MATERIAL TO PROCESS:
━━━

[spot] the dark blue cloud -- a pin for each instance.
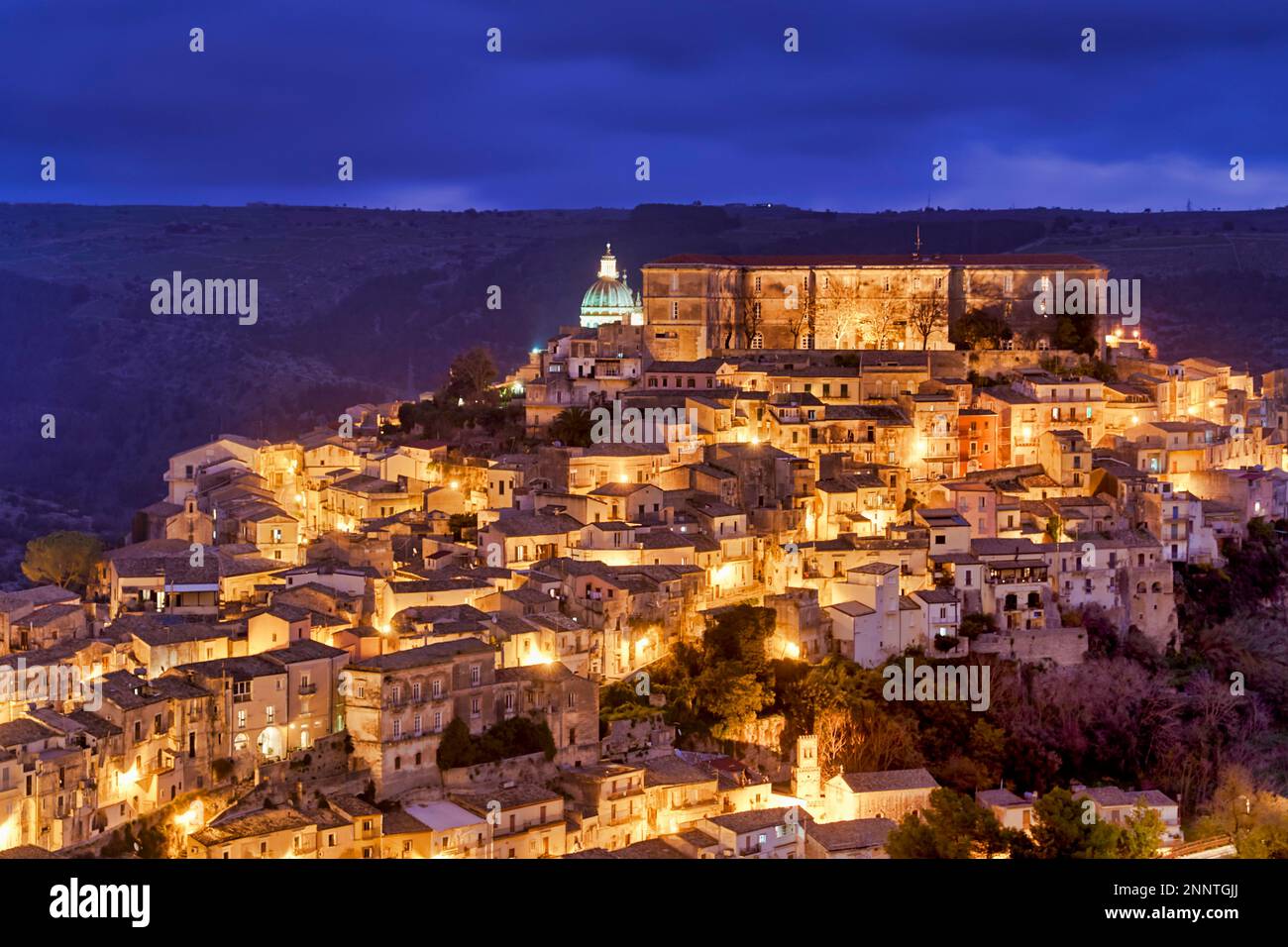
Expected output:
(703, 89)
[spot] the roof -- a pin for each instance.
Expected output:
(1003, 797)
(24, 731)
(509, 796)
(443, 815)
(850, 834)
(890, 780)
(759, 818)
(671, 771)
(803, 261)
(423, 656)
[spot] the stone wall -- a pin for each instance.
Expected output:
(325, 759)
(1065, 646)
(531, 768)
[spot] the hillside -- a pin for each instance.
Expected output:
(360, 304)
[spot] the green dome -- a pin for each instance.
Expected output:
(609, 294)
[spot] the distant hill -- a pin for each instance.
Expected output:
(359, 304)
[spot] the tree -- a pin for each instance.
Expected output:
(1067, 827)
(472, 375)
(803, 313)
(836, 733)
(64, 558)
(926, 315)
(952, 826)
(733, 694)
(1141, 832)
(880, 324)
(975, 624)
(572, 427)
(456, 748)
(844, 313)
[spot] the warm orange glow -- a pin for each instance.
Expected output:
(192, 819)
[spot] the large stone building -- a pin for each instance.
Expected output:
(696, 304)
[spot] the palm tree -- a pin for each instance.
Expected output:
(572, 427)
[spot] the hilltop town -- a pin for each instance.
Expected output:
(638, 596)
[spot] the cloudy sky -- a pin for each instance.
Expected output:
(702, 88)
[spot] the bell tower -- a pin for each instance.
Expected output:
(806, 776)
(608, 263)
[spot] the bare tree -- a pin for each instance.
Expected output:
(925, 315)
(748, 305)
(845, 315)
(803, 312)
(835, 731)
(880, 324)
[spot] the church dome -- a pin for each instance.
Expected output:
(606, 292)
(608, 299)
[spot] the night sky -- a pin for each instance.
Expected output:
(702, 88)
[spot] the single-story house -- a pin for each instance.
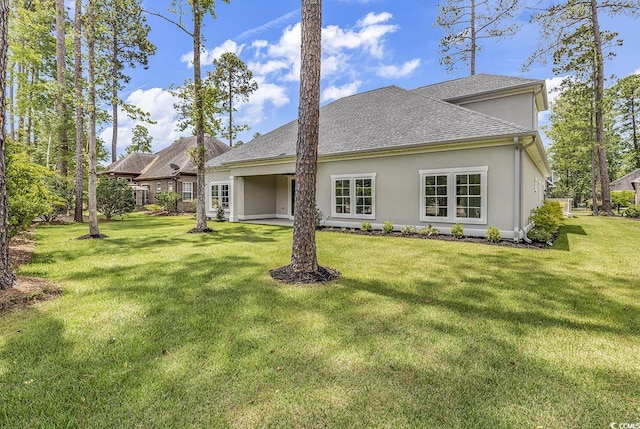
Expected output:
(463, 151)
(170, 170)
(630, 182)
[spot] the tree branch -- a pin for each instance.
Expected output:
(177, 24)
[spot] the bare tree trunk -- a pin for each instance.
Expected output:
(77, 83)
(93, 178)
(230, 108)
(603, 164)
(63, 135)
(636, 148)
(303, 257)
(12, 101)
(7, 277)
(594, 181)
(114, 95)
(473, 46)
(201, 218)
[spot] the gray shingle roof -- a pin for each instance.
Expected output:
(475, 85)
(133, 163)
(626, 182)
(385, 118)
(178, 154)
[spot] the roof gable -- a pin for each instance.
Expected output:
(381, 119)
(177, 155)
(132, 164)
(475, 85)
(626, 182)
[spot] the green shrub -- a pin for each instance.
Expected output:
(220, 214)
(457, 230)
(409, 230)
(430, 231)
(622, 198)
(168, 200)
(115, 198)
(632, 211)
(153, 207)
(493, 234)
(30, 190)
(546, 220)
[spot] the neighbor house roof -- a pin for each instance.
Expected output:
(478, 85)
(378, 120)
(132, 164)
(627, 182)
(175, 159)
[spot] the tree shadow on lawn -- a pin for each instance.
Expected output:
(522, 293)
(258, 354)
(562, 240)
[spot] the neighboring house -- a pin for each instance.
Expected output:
(170, 170)
(465, 151)
(630, 182)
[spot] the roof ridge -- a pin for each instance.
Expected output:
(474, 112)
(628, 175)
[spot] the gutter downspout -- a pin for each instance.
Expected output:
(519, 188)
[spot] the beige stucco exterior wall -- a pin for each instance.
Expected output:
(398, 186)
(519, 109)
(533, 188)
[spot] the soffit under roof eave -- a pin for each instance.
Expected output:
(381, 152)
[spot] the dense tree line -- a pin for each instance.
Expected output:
(63, 73)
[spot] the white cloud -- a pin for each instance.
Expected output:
(208, 55)
(369, 35)
(336, 92)
(372, 19)
(159, 104)
(339, 45)
(399, 71)
(267, 94)
(271, 24)
(554, 87)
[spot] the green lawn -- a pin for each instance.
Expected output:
(157, 328)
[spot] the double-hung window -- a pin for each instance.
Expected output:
(353, 195)
(454, 195)
(220, 196)
(187, 191)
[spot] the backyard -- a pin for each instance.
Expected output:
(159, 328)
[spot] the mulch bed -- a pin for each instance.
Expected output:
(287, 275)
(443, 237)
(29, 289)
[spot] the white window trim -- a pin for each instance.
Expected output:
(211, 185)
(182, 192)
(451, 194)
(352, 178)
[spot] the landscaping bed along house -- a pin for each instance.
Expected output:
(154, 327)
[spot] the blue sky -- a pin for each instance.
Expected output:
(367, 44)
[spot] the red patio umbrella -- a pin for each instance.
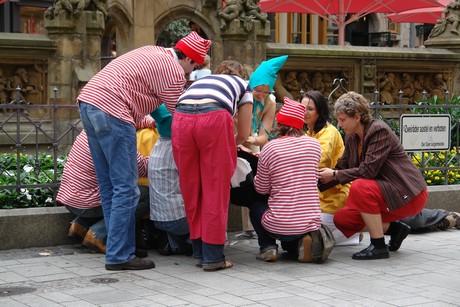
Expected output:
(423, 15)
(337, 10)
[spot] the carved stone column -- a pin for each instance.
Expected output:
(247, 47)
(77, 58)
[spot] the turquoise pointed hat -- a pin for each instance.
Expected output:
(265, 74)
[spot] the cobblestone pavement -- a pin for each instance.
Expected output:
(424, 272)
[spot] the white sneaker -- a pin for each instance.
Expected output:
(269, 255)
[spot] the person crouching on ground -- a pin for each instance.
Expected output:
(386, 185)
(288, 171)
(317, 121)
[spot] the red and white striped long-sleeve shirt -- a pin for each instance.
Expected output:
(288, 171)
(79, 188)
(136, 83)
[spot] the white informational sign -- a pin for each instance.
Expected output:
(425, 132)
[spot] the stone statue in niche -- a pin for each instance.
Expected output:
(74, 8)
(245, 10)
(450, 15)
(229, 12)
(419, 87)
(439, 86)
(291, 84)
(317, 82)
(407, 88)
(304, 81)
(252, 11)
(19, 86)
(3, 86)
(328, 84)
(388, 88)
(19, 80)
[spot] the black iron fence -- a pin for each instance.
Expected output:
(34, 141)
(33, 148)
(439, 167)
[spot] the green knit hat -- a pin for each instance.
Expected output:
(265, 74)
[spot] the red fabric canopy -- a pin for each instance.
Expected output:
(423, 15)
(341, 8)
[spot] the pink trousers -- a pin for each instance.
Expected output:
(365, 196)
(205, 154)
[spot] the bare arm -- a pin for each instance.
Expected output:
(244, 117)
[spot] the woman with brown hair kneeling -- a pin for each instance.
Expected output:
(288, 171)
(386, 184)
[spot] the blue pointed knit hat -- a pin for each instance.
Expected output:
(266, 73)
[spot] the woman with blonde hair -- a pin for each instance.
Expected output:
(317, 121)
(386, 186)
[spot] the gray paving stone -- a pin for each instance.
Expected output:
(423, 273)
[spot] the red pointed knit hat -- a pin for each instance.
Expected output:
(194, 47)
(292, 114)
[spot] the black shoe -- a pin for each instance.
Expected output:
(396, 240)
(141, 253)
(164, 248)
(135, 264)
(371, 252)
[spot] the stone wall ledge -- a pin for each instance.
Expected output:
(40, 227)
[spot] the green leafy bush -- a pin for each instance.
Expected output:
(37, 170)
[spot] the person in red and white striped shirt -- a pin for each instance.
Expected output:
(288, 171)
(79, 193)
(113, 101)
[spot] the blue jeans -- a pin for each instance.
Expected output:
(266, 239)
(113, 148)
(178, 234)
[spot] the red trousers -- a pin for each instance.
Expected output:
(365, 196)
(204, 150)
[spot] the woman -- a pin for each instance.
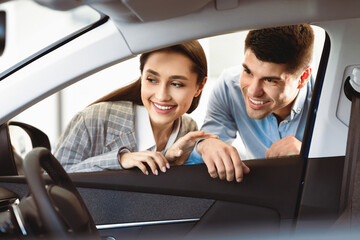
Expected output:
(135, 125)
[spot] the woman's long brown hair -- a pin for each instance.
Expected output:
(132, 92)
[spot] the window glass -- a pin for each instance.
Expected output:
(222, 52)
(32, 27)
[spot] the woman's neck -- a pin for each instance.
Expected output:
(162, 134)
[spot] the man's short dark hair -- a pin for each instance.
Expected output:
(291, 45)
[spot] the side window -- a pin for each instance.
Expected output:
(222, 52)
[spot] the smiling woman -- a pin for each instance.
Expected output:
(109, 134)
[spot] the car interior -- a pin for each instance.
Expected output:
(280, 196)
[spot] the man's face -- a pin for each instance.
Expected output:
(267, 87)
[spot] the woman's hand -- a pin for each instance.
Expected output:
(155, 160)
(180, 151)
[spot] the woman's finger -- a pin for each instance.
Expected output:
(161, 161)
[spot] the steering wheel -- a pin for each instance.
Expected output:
(61, 209)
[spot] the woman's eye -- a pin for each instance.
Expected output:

━━━

PROBLEM TO SOLVE:
Proceeding from the line containing "[spot] the large" through the line containing "[spot] the single-story", transcribe the lines above exactly, both end lines included.

WRITTEN ANSWER:
[spot] the large stone building -- a pin for each instance.
Expected output:
(696, 304)
[spot] the palm tree -- a pin for each instance.
Expected output:
(572, 427)
[spot] the hilltop town -- a pin for each instance.
Expected output:
(638, 596)
[spot] the cloudy sky -- a pin for each instance.
Expected output:
(702, 88)
[spot] the bell tower -- a pin for each instance.
Expected output:
(806, 776)
(608, 263)
[spot] the bare tree -- a pin for each instance.
Expected output:
(925, 315)
(748, 305)
(845, 315)
(803, 312)
(835, 731)
(880, 324)
[spot] the church dome -- a pin for each instance.
Expected output:
(606, 292)
(608, 299)
[spot] the night sky -- a pin for each instance.
Expected output:
(702, 88)
[spot] the single-story house -- a pin for each instance.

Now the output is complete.